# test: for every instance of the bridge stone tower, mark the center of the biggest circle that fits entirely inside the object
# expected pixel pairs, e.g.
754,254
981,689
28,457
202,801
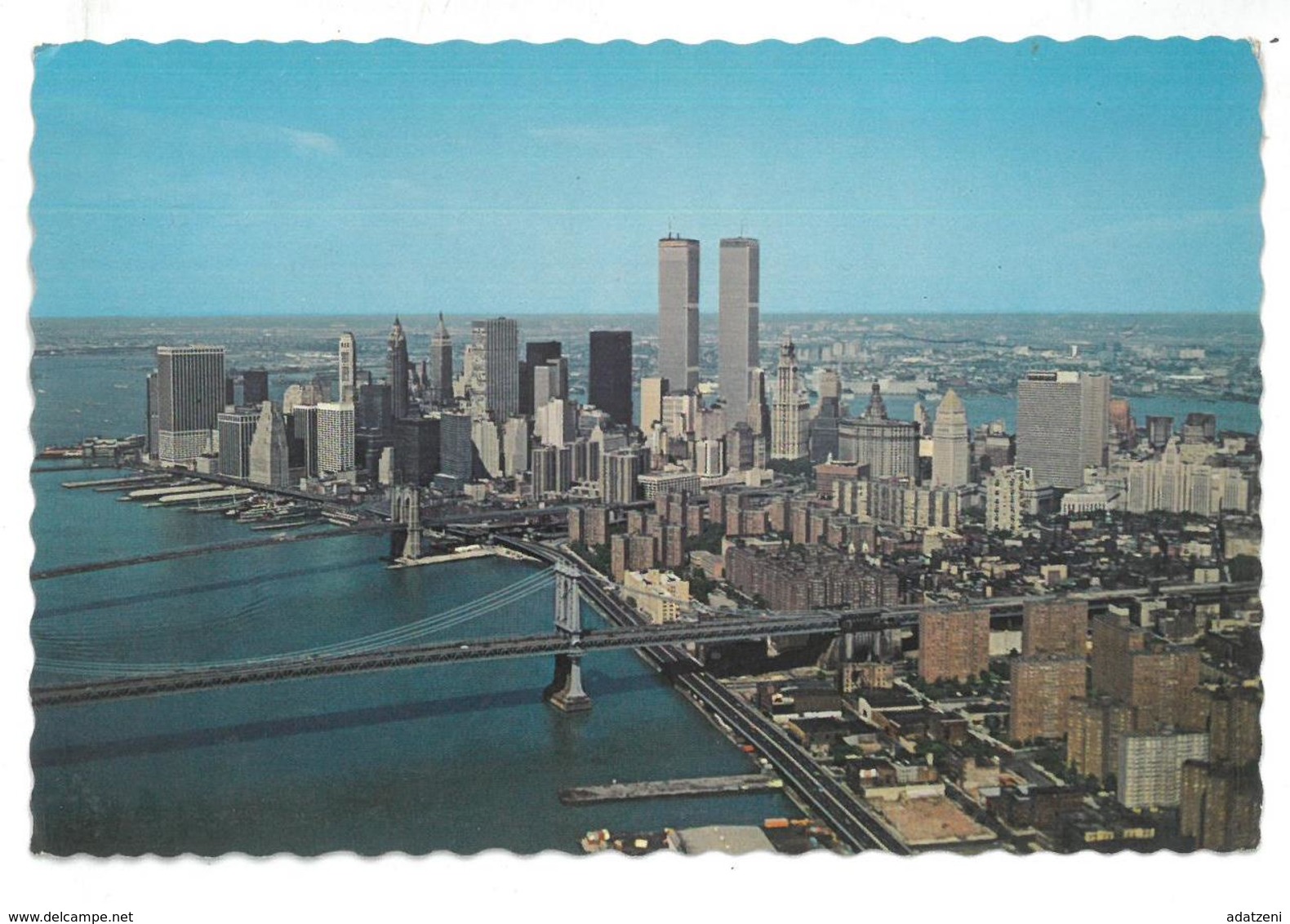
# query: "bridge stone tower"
405,511
565,691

» **Exercise objective**
Leave out the pictures, and write out all the remaining data above exactly.

» **Answer section**
# test: for every instance of the bridge stone tower, mark the center of the biggest circle that fits entirely inside the object
# expected pixel pairs, e.g.
754,254
981,689
28,457
202,801
# query: "bridge stone tower"
405,511
565,691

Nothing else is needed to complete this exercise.